§ Your task
Two lines mark the range in the entries below: the one holding "Target: field terrace wall" and the one holding "Where can the roadside". Set down those two and all lines between them, exactly.

§ Dataset records
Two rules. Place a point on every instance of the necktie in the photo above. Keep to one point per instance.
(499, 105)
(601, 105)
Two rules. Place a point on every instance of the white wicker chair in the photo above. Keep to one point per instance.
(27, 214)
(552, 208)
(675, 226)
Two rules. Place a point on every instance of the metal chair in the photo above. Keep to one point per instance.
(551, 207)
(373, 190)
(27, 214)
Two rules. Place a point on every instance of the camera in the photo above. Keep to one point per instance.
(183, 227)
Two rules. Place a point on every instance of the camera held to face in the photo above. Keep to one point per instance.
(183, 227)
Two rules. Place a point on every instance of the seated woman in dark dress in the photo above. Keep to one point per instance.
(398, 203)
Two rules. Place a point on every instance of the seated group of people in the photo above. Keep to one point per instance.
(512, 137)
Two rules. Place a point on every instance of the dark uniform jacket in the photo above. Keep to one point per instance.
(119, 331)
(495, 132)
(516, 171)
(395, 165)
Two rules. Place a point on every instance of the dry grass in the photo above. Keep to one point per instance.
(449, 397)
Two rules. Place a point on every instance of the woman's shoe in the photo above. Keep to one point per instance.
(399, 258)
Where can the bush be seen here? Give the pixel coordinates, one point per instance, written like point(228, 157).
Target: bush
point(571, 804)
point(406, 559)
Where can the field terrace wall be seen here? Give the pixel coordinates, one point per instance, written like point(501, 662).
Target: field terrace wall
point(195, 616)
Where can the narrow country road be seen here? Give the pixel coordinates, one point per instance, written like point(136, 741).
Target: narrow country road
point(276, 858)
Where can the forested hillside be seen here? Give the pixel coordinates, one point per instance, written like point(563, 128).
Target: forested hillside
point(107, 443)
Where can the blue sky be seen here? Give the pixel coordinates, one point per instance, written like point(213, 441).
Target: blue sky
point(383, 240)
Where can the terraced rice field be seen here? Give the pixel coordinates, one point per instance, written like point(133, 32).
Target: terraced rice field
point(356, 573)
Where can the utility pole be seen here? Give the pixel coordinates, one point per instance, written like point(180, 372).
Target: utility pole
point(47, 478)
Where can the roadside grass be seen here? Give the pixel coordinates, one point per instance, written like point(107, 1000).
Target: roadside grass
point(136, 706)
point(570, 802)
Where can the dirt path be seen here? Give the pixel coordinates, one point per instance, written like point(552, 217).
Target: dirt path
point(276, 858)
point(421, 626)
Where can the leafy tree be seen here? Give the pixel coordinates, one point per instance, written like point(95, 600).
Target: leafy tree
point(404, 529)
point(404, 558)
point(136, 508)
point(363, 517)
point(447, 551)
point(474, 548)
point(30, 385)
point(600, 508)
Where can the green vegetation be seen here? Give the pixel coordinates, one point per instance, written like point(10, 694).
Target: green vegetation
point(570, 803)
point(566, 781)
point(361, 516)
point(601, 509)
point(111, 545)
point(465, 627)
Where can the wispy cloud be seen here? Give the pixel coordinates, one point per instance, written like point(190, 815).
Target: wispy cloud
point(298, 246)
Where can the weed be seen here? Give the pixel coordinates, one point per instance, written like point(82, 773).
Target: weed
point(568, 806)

§ Answer section
Target: field terrace wall
point(195, 616)
Where can the narrow country road be seen here? Give the pixel coordinates, one point per instance, written like point(136, 741).
Target: narrow country road
point(276, 858)
Where can the forested hillside be seen here? Give the pixel coordinates, one point per instance, written like point(563, 128).
Target: forested hillside
point(107, 443)
Where can the blue sky be seen here? Give the pixel coordinates, one point per instance, written like point(213, 441).
Target: blue sky
point(383, 240)
Where can the terraced rice field be seen here? Give the pixel coordinates, one point per instance, written like point(133, 32).
Target: terraced rice field
point(356, 573)
Where can the utility pole be seen here? Give the pixel coordinates, one point per instance, written like point(180, 372).
Target: utility pole
point(47, 478)
Where can the roadside grass be seen here? Give the pixel coordinates, one point per instance, written like point(107, 1000).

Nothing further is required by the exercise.